[Work required]
All of the material below is to be repeated exactly.

* BEGIN Available data *

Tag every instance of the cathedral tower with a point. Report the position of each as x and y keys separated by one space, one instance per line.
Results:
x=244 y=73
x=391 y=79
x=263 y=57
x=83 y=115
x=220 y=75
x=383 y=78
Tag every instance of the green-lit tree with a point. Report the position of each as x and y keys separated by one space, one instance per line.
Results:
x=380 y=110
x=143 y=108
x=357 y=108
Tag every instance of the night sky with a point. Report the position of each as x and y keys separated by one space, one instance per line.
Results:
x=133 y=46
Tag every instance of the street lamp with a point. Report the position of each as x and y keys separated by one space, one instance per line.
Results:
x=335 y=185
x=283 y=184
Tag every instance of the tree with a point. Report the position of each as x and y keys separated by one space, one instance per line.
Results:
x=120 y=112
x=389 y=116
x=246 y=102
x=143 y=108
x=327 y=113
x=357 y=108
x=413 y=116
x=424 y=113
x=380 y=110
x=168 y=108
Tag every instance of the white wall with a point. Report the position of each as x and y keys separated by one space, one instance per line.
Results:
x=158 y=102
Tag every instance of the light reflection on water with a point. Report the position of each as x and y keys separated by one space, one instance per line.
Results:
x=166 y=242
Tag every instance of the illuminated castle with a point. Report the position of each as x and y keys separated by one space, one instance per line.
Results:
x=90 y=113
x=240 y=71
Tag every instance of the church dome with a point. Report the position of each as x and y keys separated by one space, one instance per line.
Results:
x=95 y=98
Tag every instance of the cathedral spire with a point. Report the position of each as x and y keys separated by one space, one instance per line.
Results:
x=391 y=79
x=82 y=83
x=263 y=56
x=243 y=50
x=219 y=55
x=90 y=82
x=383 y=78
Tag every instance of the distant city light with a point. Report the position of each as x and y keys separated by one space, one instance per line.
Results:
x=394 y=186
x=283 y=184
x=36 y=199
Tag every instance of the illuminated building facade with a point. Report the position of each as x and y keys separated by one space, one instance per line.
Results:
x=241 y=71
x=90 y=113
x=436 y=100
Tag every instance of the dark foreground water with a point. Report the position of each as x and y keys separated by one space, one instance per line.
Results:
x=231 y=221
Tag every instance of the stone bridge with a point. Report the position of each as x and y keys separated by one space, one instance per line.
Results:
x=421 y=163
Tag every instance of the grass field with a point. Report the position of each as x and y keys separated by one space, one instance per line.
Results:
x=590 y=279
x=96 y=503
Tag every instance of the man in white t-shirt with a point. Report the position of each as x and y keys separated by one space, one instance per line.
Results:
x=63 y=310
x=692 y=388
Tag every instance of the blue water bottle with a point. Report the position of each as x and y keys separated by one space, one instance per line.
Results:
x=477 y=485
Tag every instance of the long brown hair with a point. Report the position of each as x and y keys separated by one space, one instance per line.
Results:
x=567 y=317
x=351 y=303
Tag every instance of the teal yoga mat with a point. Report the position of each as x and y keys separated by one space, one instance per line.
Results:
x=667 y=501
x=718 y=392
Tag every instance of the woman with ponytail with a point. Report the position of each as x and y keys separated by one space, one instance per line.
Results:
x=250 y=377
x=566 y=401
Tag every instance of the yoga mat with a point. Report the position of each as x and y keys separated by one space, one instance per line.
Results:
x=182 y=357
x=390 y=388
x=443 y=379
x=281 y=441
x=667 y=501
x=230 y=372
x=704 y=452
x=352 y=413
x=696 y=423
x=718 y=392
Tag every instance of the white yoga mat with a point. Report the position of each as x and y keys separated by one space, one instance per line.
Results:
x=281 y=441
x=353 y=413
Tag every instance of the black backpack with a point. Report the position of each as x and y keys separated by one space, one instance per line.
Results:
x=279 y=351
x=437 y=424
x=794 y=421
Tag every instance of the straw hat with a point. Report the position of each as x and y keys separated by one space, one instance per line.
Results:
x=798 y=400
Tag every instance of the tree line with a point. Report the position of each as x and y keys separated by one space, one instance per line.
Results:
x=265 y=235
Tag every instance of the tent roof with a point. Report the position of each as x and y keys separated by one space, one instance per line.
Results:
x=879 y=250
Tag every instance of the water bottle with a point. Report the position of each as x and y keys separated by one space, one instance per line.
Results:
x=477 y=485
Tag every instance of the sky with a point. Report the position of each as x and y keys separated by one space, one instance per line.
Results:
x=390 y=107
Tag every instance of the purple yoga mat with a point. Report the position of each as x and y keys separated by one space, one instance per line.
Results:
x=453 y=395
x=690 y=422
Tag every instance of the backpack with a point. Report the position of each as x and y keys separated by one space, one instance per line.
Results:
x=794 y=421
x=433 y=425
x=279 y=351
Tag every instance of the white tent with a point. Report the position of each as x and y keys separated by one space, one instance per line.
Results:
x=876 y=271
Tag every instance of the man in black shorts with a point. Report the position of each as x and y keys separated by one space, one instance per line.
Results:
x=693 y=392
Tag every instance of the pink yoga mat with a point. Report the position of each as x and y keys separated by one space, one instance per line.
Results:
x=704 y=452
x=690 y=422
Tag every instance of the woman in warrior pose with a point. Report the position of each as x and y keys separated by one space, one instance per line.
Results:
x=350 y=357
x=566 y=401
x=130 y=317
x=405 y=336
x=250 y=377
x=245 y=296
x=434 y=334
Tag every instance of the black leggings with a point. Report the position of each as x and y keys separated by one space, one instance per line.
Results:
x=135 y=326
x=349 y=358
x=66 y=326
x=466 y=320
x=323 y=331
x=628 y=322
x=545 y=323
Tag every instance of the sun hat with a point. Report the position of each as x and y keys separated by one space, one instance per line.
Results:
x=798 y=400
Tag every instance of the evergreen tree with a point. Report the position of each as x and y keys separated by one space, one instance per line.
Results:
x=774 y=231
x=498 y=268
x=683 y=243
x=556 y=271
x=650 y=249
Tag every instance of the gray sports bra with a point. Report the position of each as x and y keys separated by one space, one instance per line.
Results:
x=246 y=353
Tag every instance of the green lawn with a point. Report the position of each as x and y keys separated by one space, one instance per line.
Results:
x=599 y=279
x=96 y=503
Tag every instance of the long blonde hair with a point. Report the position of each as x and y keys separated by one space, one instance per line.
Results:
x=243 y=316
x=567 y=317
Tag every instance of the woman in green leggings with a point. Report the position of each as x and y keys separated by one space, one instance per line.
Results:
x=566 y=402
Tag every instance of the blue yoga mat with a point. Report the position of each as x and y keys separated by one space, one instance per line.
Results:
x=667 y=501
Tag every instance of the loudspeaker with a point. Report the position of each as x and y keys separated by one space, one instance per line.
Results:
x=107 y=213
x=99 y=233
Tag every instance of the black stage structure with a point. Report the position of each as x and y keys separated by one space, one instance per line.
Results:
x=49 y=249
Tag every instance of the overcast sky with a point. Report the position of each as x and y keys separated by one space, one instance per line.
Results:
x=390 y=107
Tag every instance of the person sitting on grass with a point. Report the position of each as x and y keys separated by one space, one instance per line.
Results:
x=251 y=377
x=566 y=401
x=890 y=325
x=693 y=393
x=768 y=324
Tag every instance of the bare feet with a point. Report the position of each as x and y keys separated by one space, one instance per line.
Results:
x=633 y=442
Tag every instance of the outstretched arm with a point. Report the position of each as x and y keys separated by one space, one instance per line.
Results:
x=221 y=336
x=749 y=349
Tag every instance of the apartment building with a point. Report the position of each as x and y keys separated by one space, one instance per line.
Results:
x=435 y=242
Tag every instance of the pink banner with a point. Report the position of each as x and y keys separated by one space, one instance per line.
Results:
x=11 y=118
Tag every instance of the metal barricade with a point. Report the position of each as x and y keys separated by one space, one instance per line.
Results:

* END Available data *

[Output]
Tag every instance of the cathedral tower with a point. Report the position of each as x and y keys separated by one space, one instance per line.
Results:
x=244 y=73
x=391 y=79
x=263 y=57
x=83 y=115
x=220 y=75
x=383 y=78
Tag every instance of the green-lit tree with a point. Report the position of each as x and y keys separated by one space, one instance per line.
Results:
x=380 y=110
x=143 y=108
x=357 y=108
Tag every instance of the night sky with a point. Report the position of each as x and y keys separated by one space, one instance per line.
Results:
x=133 y=46
Tag every instance of the street lamp with a point. Report the position of each as x and y keys separated by one space, one instance per line.
Results:
x=335 y=185
x=283 y=184
Tag every instance of the tree with a point. Report the position of each as x and y keys separated by one space, one instance per line.
Results:
x=120 y=112
x=389 y=116
x=246 y=102
x=143 y=108
x=327 y=113
x=357 y=108
x=413 y=116
x=424 y=113
x=380 y=110
x=168 y=108
Tag every instance of the white wall with a point. Report the position of each as x and y keys separated by one space, one instance per line.
Results:
x=158 y=102
Tag every instance of the light reflection on water with a point. Report the position of each as x and y keys separated by one space, one instance per line.
Results:
x=166 y=242
Tag every instance of the illuminated castle with a point. Report the position of each as x and y keys separated by one space, one instance per line.
Results:
x=90 y=113
x=240 y=71
Tag every instance of the church dome with a point. Report the position of each as x and y keys separated by one space, one instance per line.
Results:
x=95 y=98
Tag every instance of the cathedral spire with a point. Report the position of each as x and y keys separated by one space, one instance per line.
Results:
x=391 y=79
x=82 y=83
x=263 y=56
x=243 y=50
x=219 y=55
x=90 y=82
x=383 y=78
Tag every instance of the distant city light with a point. Report the position of each as x and y keys separated by one space, one instance per line.
Results:
x=394 y=186
x=283 y=184
x=36 y=199
Tag every instance of the illuminated building facade with a point. Report the position of each as x and y keys separated by one space, one instance per line.
Results:
x=241 y=71
x=90 y=113
x=436 y=100
Tag every instance of the dark foreground water with a point. Report the position of each as x and y keys separated by one space, one instance per line.
Results:
x=231 y=221
Tag every instance of the stone bridge with a point. Report the position of each as x and y keys separated by one space, one instance per line.
Results:
x=421 y=163
Tag every instance of the grass field with a point. Report the position of each as x and y keys separated by one space, one instance per line.
Results:
x=590 y=279
x=96 y=503
Tag every instance of the man in white t-shirt with a point. Report the position of each as x and y keys separated by one space, one instance per line.
Results:
x=63 y=310
x=692 y=388
Tag every instance of the blue water bottle with a point. Report the position of each as x and y keys separated by one space, one instance per line.
Results:
x=477 y=485
Tag every instance of the long brown hair with a point. Report the position of each as x and y keys separated by one space, one instance per line.
Results:
x=567 y=317
x=351 y=303
Tag every instance of the teal yoga mat with a point. Report the position of each as x and y keys separated by one space, one instance per line.
Results:
x=667 y=501
x=718 y=392
Tag every instance of the woman with ponytail with a point. Report the position of each as x and y keys separated by one space, one instance per line.
Results:
x=250 y=377
x=566 y=401
Tag every instance of the yoga mat with a point. Report the position of each as x and y keys separated by one space, one instance per line.
Results:
x=182 y=357
x=390 y=388
x=443 y=379
x=281 y=441
x=667 y=501
x=230 y=372
x=704 y=452
x=352 y=413
x=696 y=423
x=718 y=392
Tag every instance of the white yoga mat with a point. Report the position of each as x and y keys separated by one space, one instance per line.
Results:
x=281 y=441
x=353 y=413
Tag every instance of the black backpack with a point. Report the position of each as x and y keys separated by one space, one instance per line.
Results:
x=279 y=351
x=437 y=424
x=794 y=421
Tag every instance of the straw hat with a point. Report the position of each as x and y keys separated by one space, one instance per line.
Results:
x=798 y=400
Tag every instance of the tree line with a point. Report the position of each as x and y keys separated by one space, one instance per line.
Results:
x=265 y=235
Tag every instance of the tent roof with a point. Report the position of each as x and y keys separated by one space, one instance per line.
Results:
x=879 y=250
Tag every instance of the water bottle with a point. Report the position of each as x and y keys separated by one space, one instance per line.
Results:
x=477 y=485
Tag every instance of the sky with a point. Report the position of each as x and y keys separated by one space, one instance per line.
Results:
x=390 y=107
Tag every instance of the purple yoga mat with a point. Report the position of each as x and y keys separated by one space, one instance per line.
Results:
x=453 y=395
x=690 y=422
Tag every instance of the backpack with a point. Report the position of each as x and y keys separated by one space, one instance per line.
Results:
x=794 y=421
x=433 y=425
x=279 y=351
Tag every instance of the white tent with a point. Report the position of each as x and y keys separated by one space, one instance per line.
Results:
x=876 y=271
Tag every instance of the man in black shorts with a point. Report the position of each as x and y keys separated by one space, one instance per line.
Results:
x=693 y=392
Tag every instance of the pink yoga mat with a point. Report the position of each as x and y keys separated by one space, one instance per line.
Results:
x=704 y=452
x=690 y=422
Tag every instance of the woman in warrior pose with a point. Report the position of each as x and y keys separated by one space, one instance per line.
Results:
x=350 y=357
x=566 y=401
x=130 y=317
x=405 y=336
x=250 y=377
x=245 y=296
x=434 y=334
Tag every instance of the black leggings with a point. Report the position of each as x and y keys separated by one space, one instance per line.
Results:
x=135 y=326
x=349 y=358
x=66 y=326
x=466 y=320
x=323 y=331
x=628 y=322
x=545 y=323
Tag every instance of the sun hat with a point. Report the position of each as x and y keys separated by one space, one instance per line.
Results:
x=798 y=400
Tag every instance of the evergreen tree with a point. Report the position of each as x and y keys separated by one space, one instance per line.
Results:
x=774 y=231
x=498 y=268
x=683 y=243
x=556 y=271
x=650 y=249
Tag every instance of the gray sports bra with a point. Report the position of each as x and y keys separated by one space, one instance per line.
Results:
x=246 y=353
Tag every instance of the green lawn with a point. Report the position of each as x and y keys separated by one space, one instance per line.
Results:
x=599 y=279
x=96 y=503
Tag every instance of the long blonde hair with a point. Report the position of each as x and y keys separated by one space, one instance per line.
Results:
x=243 y=316
x=567 y=317
Tag every instance of the woman in green leggings with a point. Report the position of each as x and y keys separated by one space, one instance per line.
Results:
x=566 y=402
Tag every instance of the blue yoga mat with a point. Report the position of each as x and y keys separated by one space, one instance per line.
Results:
x=667 y=501
Tag every instance of the loudspeaker with a point. Report the position of each as x and y keys separated by one space, one instance per line.
Results:
x=107 y=213
x=99 y=233
Tag every instance of the black stage structure with a point. Report the position of each as x and y keys separated by one space, one instance per line.
Results:
x=49 y=249
Tag every instance of the overcast sky with a point. Report the position of each as x and y keys separated by one space, one instance per line.
Results:
x=390 y=107
Tag every instance of the person sitting on grass with a point. Report the position of each as x and y keys separated by one space, one instance per line.
Results:
x=251 y=377
x=566 y=401
x=890 y=325
x=693 y=393
x=768 y=324
Tag every instance of the bare feet with a point. Report the position of each as x and y keys separated by one space, one instance per line.
Results:
x=633 y=442
Tag every instance of the outstretched arm with a point. Report the position of each as x and y keys separated by one space, one instance per line.
Results:
x=221 y=336
x=749 y=349
Tag every instance of the apartment building with a point. Report the position of each as x and y keys separated by one space, one instance per line.
Results:
x=435 y=242
Tag every instance of the pink banner with a point. Report the position of each as x and y keys separated by one space, one instance per line.
Results:
x=11 y=118
Tag every instance of the metal barricade with a point. Report the position of each as x and y keys separated by one space, one instance per line.
Results:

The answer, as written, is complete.